Copy each of the rows below verbatim, changing nothing.

(Excerpts from point annotation data)
--------------------------------
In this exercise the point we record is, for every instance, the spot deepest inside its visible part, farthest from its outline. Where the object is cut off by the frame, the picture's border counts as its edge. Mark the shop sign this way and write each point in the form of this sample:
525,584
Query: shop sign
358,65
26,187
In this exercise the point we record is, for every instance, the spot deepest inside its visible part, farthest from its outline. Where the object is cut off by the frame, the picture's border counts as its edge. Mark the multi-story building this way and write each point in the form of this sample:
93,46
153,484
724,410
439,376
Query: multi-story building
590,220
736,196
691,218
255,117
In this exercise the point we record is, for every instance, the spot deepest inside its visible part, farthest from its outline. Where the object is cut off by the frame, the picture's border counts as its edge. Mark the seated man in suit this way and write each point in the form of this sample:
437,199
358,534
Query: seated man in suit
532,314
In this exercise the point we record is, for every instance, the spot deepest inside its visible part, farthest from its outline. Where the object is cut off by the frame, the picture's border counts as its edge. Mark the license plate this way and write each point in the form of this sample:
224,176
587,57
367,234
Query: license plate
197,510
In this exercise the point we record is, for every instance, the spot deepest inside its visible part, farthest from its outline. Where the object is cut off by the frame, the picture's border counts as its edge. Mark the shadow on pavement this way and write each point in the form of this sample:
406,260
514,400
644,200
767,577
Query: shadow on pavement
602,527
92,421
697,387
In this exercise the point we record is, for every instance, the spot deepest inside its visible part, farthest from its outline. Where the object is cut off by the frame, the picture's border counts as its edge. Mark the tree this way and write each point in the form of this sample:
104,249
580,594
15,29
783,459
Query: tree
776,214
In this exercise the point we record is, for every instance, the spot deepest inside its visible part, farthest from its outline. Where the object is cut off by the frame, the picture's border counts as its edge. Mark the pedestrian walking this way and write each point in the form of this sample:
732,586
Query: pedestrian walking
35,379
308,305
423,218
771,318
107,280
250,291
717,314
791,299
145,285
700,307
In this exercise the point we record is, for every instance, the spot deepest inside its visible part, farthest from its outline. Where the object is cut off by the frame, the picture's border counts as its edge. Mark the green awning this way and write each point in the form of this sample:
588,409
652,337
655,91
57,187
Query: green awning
--------------------------------
## Answer to the task
In this exercise the point we record is, for every instance, the spot deepest inside its visible part, farthest from its outline. Where the object is cut off by the frame, the picture's border counts as its edge. Mark the shop sign this way and write each point in the form of this sample:
525,584
Query: shop sign
358,65
26,187
In this exercise the point we record is, for every instance, the spot deepest inside its visible part, farthest from its outline. Where the object is cut off by the frame, the picture's border counts as its edge. Mark the multi-story building this way and write each point in the form of this sample:
93,46
153,484
724,410
439,376
Query: multi-story building
590,220
736,196
691,218
255,117
In this exercise the point we record is, for every instance, the spot deepest inside its visible part, farthest from its outline. Where the object is cut off by the frame, the picture's border counts as its edge. Mark the seated man in suit this way and write each point in the form of this sample:
437,199
358,534
Query: seated man in suit
532,314
In this exercise the point we record is, for every instance, the spot deepest inside its visible part, farthest from its outline. Where the object is cut off by the frame, the picture's border counts as its edge. Mark the license plate this way and write each point in the form of this sample:
224,176
587,57
367,234
Query: license plate
197,510
In this exercise the point we record is, for every instance, the spot deepest inside its visible part, farthest from its outline. Where the object is cut off by the frame, the picture's border counts as its edge. Mark the shadow on pavement this way and write each point in the form of this sample:
406,260
514,400
644,200
767,577
Query: shadow on pavement
602,527
92,421
697,387
In this exercise the point we record is, for every instance, the spot deepest inside its visible part, farthest from its outline. Where the object is cut off by the frame, the picture's border counts as its edge. Mark the tree this way and write each point in the form of this sample:
104,249
580,594
15,29
783,459
Query: tree
776,214
In this exercise the point we record is, for every instance, the spot deepest inside its visible part, farthest from its outline. Where the object is cut off by the frame, the picture's border counts as its edge. Mark the pedestrian walking this way and write each point in the form of this sample:
732,586
Query: pedestrian walking
35,379
308,305
423,218
771,318
107,280
250,291
717,314
791,299
145,285
700,307
In this exercise the point we record is, for every instance, the spot deepest inside its visible part, farthest from its outline. Where the object is cut off by the frame, the picture's border counts as its edge. Mark the green awning this way and write each point in the form of this sample:
588,409
652,337
655,91
57,187
Query: green awning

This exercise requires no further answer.